▸ DO THIS: Reproduce the listing from its start through the line containing "161 283 L 123", inclusive, swapping "coral polyp" for "coral colony" and leaving everything else unchanged.

>> BEGIN RECORD EXTRACTS

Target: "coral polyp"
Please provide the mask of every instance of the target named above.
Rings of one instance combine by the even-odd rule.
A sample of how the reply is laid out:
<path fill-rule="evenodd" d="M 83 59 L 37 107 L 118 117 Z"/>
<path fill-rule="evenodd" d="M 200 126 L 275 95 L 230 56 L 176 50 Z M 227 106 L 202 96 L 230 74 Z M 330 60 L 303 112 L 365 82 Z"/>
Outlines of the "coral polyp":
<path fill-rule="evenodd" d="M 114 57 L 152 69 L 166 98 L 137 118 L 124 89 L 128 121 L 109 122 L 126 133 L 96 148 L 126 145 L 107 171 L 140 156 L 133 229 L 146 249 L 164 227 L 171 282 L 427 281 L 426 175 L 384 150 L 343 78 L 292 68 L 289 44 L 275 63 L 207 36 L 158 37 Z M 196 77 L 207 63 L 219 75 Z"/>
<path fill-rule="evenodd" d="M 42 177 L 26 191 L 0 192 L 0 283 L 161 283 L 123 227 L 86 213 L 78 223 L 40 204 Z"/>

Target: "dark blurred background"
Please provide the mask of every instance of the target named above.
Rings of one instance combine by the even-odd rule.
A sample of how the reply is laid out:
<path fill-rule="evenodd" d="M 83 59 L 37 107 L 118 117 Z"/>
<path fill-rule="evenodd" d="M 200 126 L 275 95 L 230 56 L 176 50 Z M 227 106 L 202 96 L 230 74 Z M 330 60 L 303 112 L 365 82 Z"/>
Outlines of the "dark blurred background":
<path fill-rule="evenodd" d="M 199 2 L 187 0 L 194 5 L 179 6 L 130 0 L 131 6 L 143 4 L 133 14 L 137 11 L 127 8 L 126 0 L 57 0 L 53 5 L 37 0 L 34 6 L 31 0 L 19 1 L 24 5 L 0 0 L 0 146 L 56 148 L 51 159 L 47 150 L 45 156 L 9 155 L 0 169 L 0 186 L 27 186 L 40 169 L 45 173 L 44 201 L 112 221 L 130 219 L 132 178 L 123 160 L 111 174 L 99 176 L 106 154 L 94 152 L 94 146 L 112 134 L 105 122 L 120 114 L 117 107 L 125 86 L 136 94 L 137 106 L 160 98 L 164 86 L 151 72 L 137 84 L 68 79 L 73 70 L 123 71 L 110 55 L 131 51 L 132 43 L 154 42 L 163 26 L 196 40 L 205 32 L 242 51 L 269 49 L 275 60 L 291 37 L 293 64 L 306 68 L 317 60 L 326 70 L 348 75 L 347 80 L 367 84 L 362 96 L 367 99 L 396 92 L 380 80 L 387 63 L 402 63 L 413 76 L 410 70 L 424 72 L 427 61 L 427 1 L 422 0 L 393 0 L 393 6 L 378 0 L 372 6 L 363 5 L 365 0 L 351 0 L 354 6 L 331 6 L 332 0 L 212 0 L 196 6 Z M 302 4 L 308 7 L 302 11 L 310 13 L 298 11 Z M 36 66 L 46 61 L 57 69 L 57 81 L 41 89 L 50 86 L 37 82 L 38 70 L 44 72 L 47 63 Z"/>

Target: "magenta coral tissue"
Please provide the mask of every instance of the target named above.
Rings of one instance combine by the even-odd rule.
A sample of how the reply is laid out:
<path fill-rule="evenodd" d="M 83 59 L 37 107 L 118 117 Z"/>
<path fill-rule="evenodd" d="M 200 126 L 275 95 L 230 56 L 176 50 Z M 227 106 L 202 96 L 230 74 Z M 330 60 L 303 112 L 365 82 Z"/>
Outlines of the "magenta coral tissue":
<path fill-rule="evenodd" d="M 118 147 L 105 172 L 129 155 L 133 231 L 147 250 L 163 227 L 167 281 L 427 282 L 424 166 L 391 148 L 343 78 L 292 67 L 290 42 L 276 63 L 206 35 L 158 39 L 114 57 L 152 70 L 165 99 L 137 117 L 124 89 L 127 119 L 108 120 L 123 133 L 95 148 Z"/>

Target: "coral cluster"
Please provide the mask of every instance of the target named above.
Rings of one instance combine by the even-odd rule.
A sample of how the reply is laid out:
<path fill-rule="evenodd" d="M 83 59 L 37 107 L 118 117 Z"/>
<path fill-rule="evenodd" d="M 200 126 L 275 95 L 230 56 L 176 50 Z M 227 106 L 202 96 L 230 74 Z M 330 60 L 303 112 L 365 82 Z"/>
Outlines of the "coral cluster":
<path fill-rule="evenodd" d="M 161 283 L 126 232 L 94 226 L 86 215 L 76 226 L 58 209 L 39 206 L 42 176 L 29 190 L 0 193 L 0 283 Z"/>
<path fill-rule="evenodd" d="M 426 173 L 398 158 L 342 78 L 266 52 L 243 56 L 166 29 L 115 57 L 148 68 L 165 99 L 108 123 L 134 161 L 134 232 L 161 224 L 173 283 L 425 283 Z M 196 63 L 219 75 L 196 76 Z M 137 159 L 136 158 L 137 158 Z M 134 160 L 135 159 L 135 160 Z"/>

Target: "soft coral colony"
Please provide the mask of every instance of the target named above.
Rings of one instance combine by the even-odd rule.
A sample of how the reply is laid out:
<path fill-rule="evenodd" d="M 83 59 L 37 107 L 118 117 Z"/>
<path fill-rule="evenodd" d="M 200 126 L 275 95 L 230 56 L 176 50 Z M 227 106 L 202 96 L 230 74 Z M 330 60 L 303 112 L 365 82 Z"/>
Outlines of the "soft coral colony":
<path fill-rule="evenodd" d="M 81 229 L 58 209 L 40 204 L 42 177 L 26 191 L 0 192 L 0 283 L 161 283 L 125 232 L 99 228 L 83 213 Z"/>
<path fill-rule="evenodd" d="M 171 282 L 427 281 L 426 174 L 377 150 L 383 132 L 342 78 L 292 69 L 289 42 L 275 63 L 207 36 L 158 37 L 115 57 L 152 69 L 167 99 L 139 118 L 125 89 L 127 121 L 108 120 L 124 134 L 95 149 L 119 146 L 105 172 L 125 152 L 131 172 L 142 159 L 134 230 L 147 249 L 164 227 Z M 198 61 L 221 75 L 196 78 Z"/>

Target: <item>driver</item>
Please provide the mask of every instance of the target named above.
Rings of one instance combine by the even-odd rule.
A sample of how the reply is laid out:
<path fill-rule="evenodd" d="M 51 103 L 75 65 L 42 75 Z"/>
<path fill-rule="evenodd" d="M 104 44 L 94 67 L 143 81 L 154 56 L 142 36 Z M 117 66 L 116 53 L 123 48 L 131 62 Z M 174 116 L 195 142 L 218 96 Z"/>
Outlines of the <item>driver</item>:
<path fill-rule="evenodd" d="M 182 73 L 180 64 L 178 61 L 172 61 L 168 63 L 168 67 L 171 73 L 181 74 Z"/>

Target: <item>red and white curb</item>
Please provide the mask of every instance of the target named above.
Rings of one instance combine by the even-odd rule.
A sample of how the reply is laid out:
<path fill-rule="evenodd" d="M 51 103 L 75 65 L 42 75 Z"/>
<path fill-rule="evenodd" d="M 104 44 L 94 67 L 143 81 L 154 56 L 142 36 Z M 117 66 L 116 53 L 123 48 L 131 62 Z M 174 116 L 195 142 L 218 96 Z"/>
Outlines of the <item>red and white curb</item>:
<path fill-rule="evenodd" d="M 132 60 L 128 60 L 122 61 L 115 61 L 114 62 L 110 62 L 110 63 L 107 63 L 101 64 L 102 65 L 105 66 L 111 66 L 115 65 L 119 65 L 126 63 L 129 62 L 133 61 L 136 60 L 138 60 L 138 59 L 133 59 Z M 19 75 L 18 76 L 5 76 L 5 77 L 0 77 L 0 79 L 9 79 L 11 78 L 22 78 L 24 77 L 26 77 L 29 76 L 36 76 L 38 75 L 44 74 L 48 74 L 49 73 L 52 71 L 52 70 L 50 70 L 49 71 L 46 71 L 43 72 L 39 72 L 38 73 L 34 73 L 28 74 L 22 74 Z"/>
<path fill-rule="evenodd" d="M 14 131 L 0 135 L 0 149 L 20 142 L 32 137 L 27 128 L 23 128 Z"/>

>> END RECORD EXTRACTS

▸ THE OUTPUT:
Target: "coral colony"
Please provide the mask of every instance of the target named above.
Rings of one instance combine by the even-odd rule.
A sample of how the reply is laid out:
<path fill-rule="evenodd" d="M 83 59 L 37 107 L 118 117 Z"/>
<path fill-rule="evenodd" d="M 200 126 L 275 95 L 230 56 L 176 50 Z M 227 106 L 202 96 L 230 74 Z M 330 60 L 303 112 L 365 82 Z"/>
Outlines of the "coral colony":
<path fill-rule="evenodd" d="M 114 57 L 152 69 L 166 98 L 137 118 L 124 89 L 128 121 L 109 122 L 126 133 L 96 148 L 126 145 L 107 171 L 140 156 L 133 229 L 146 249 L 164 227 L 171 282 L 427 281 L 426 175 L 384 150 L 343 78 L 292 68 L 289 44 L 275 63 L 207 36 L 158 37 Z M 196 77 L 207 63 L 219 75 Z"/>
<path fill-rule="evenodd" d="M 42 177 L 26 191 L 0 192 L 0 283 L 161 283 L 123 227 L 86 213 L 78 223 L 40 204 Z"/>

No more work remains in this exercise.